● **Provided records**
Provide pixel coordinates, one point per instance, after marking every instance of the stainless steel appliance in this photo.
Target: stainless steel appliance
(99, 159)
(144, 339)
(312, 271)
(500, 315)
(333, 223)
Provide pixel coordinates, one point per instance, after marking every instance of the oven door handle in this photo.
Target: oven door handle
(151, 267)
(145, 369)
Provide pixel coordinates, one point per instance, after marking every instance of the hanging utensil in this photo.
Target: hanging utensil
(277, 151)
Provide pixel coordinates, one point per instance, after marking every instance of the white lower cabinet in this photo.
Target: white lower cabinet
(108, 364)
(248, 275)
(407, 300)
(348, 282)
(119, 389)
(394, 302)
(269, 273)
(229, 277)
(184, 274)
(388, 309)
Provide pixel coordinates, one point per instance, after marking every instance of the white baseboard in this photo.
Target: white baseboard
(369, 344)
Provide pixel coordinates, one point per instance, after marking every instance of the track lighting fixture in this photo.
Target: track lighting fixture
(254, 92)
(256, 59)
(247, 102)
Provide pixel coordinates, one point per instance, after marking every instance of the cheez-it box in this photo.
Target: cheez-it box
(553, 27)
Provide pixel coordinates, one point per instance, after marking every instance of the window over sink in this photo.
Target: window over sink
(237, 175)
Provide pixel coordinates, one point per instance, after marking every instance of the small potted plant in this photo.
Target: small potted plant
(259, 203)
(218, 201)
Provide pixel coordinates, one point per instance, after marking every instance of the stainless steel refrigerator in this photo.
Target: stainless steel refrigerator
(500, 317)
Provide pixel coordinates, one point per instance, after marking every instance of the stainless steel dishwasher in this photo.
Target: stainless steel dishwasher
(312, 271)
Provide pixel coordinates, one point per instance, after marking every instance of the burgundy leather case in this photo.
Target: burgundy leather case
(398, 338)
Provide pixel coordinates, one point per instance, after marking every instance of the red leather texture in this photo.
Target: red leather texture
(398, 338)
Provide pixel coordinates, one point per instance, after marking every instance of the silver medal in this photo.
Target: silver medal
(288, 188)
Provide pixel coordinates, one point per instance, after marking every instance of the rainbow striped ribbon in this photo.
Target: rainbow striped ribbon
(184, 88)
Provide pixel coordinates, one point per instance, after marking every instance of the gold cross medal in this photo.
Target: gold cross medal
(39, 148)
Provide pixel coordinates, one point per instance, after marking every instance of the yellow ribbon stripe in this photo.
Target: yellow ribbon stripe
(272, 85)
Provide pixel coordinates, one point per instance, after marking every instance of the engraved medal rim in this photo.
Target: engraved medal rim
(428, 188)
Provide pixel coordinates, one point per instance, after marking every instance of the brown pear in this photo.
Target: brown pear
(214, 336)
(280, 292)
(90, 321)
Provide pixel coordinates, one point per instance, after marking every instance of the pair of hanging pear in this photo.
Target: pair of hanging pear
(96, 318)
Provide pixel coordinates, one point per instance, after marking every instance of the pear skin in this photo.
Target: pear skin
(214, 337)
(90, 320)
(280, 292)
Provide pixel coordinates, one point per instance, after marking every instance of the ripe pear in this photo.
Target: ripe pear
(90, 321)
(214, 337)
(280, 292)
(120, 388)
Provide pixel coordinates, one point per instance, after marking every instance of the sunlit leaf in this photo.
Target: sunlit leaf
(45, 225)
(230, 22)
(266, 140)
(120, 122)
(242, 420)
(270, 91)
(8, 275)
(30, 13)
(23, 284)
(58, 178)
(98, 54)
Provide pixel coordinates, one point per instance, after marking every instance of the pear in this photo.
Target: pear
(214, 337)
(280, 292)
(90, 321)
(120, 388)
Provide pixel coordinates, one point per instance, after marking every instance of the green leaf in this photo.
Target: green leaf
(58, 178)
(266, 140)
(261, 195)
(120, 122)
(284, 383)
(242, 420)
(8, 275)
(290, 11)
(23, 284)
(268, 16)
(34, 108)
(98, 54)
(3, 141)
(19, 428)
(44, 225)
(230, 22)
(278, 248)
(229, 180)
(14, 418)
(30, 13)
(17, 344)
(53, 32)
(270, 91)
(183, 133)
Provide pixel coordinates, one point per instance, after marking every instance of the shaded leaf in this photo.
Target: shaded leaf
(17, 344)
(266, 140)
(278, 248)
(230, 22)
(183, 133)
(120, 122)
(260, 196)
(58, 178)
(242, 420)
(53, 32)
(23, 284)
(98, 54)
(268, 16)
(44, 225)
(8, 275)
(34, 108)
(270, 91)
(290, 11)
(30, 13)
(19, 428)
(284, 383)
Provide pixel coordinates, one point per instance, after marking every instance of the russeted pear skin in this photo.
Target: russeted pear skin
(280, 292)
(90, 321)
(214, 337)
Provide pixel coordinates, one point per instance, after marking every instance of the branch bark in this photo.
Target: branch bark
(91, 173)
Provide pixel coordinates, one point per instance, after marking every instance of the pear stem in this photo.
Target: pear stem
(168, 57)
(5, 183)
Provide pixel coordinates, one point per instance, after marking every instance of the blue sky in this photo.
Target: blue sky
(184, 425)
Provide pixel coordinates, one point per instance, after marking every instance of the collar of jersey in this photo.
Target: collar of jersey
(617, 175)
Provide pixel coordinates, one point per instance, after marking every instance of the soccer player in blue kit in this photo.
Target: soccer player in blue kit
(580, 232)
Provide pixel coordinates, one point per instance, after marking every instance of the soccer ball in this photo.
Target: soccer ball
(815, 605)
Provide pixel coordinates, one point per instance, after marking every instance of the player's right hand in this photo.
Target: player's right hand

● **Required action**
Having read the records above, print them out again exactly.

● **Written solution**
Provide pixel coordinates, one point per instance, after marking every instance of the stainless steel appliance in this photo.
Target: stainless steel appliance
(99, 159)
(144, 339)
(312, 271)
(500, 315)
(333, 223)
Provide pixel coordinates, one point per instance, after marking every instance of the oven door handle in this photo.
Target: oven door handle
(151, 267)
(145, 369)
Provide pixel coordinates, one point per instance, after marking every instance of the hanging utensil in this photo.
Target: hanging utensil
(277, 151)
Provide pixel coordinates, one point per instance, after marking every instance of the white lower cabinet in this photo.
Target: white lower cabinet
(108, 364)
(248, 275)
(407, 300)
(348, 282)
(119, 389)
(394, 302)
(269, 273)
(229, 277)
(184, 274)
(388, 309)
Provide pixel coordinates, one point per instance, after marking every instance of the white baseboard in this photo.
Target: white baseboard
(369, 344)
Provide pixel coordinates, one point per instance, after marking every instance of the track lighting fixture in this photo.
Target: track lighting fixture
(254, 92)
(256, 59)
(247, 102)
Provide pixel coordinates, one point per instance, after marking every instance of the cheez-it box in this photo.
Target: cheez-it box
(553, 27)
Provide pixel coordinates, one point per instance, after marking every instance of the window over sink in this photo.
Target: window over sink
(237, 175)
Provide pixel coordinates, one point per instance, after marking every instance of the small potted plant in this photo.
Target: small potted plant
(259, 203)
(218, 201)
Provide pixel coordinates, one point per instance, after marking every instance of the stainless steel refrigerator in this photo.
Target: stainless steel refrigerator
(500, 317)
Provide pixel coordinates, one point per instance, after marking every instance of the stainless steel dishwasher in this photo.
Target: stainless steel dishwasher
(312, 271)
Provide pixel coordinates, one point per instance, after marking every instance of the burgundy leather case in this photo.
Target: burgundy leather case
(398, 338)
Provide pixel coordinates, one point per instance, after marking every instance of the red leather texture in this photo.
Target: red leather texture
(398, 338)
Provide pixel coordinates, one point per instance, after marking every instance of the silver medal in this photo.
Target: silver medal
(288, 188)
Provide pixel coordinates, one point per instance, after marking every instance of the rainbow striped ribbon in this photo.
Target: rainbow striped ribbon
(184, 88)
Provide pixel coordinates, one point per instance, after marking every instance of the gold cross medal in this photo.
Target: gold cross medal
(39, 148)
Provide pixel coordinates, one point per instance, after marking every instance of the yellow ribbon stripe in this photo.
Target: yellow ribbon stripe
(272, 85)
Provide pixel coordinates, one point per instance, after marking every instance of the engraved medal rim in this photo.
Target: engraved medal rim
(428, 188)
Provide pixel coordinates, one point per instance, after marking every instance of the brown pear in this photo.
Target: brown pear
(214, 336)
(280, 292)
(90, 321)
Provide pixel coordinates, one point per instance, after marking every instance of the pair of hanging pear in this photo.
Target: pair of hanging pear
(96, 318)
Provide pixel coordinates, one point per instance, after marking every instance of the pear skin in this photo.
Target: pear skin
(214, 337)
(90, 320)
(280, 292)
Provide pixel coordinates, one point per instance, after marking every instance of the ripe pear in this photo.
Target: ripe pear
(90, 321)
(214, 337)
(280, 292)
(120, 388)
Provide pixel coordinates, one point per instance, after marking every instance of the sunlit leaf in this photo.
Target: sunlit leaf
(45, 225)
(230, 22)
(266, 140)
(120, 122)
(242, 420)
(270, 91)
(8, 275)
(30, 13)
(23, 284)
(58, 178)
(98, 54)
Provide pixel coordinates, one point per instance, after marking every instance of the pear in this photo.
Target: pear
(214, 337)
(280, 292)
(90, 321)
(120, 388)
Provide pixel coordinates, one point per instance, after marking every instance of the green leaf in this photo.
Target: green leaf
(58, 178)
(266, 140)
(261, 195)
(120, 122)
(284, 383)
(242, 420)
(8, 275)
(290, 11)
(23, 284)
(268, 16)
(34, 108)
(98, 54)
(3, 141)
(19, 428)
(44, 225)
(230, 22)
(278, 248)
(229, 180)
(14, 418)
(30, 13)
(17, 344)
(53, 32)
(270, 91)
(183, 133)
Provide pixel coordinates, one point per instance, after marking every instance of the shaded leaf in this photo.
Target: shaded leaf
(17, 344)
(266, 140)
(278, 248)
(230, 22)
(183, 133)
(120, 122)
(260, 196)
(58, 178)
(242, 420)
(53, 32)
(23, 284)
(98, 54)
(268, 16)
(44, 225)
(8, 275)
(34, 108)
(270, 91)
(290, 11)
(30, 13)
(19, 428)
(284, 383)
Provide pixel coordinates, one point per instance, after marking every instance of the russeted pear skin in this photo.
Target: russeted pear skin
(280, 292)
(90, 321)
(214, 337)
Provide pixel coordinates, one point per instance, after marking every instance of the branch bark in this photo.
Target: branch bark
(91, 173)
Provide pixel coordinates, one point per instance, after marking every instance of the pear stem in this photo.
Target: pear stem
(168, 57)
(5, 183)
Provide pixel coordinates, one point per instance, after marking every instance of the blue sky in this photo.
Target: blue sky
(184, 425)
Provide pixel coordinates, one point per instance, after marking every instance of the collar of jersey in this photo.
Target: collar of jersey
(617, 175)
Provide pixel coordinates, one point per instance, after marking every instance of the soccer player in blue kit in this photo.
Target: soccer player in blue kit
(580, 232)
Provide pixel coordinates, one point per instance, after marking every instance of the soccer ball in this photo.
Target: soccer ball
(815, 605)
Provide pixel coordinates, one point per instance, after marking every instance of the player's right hand in this photo.
Target: player's right hand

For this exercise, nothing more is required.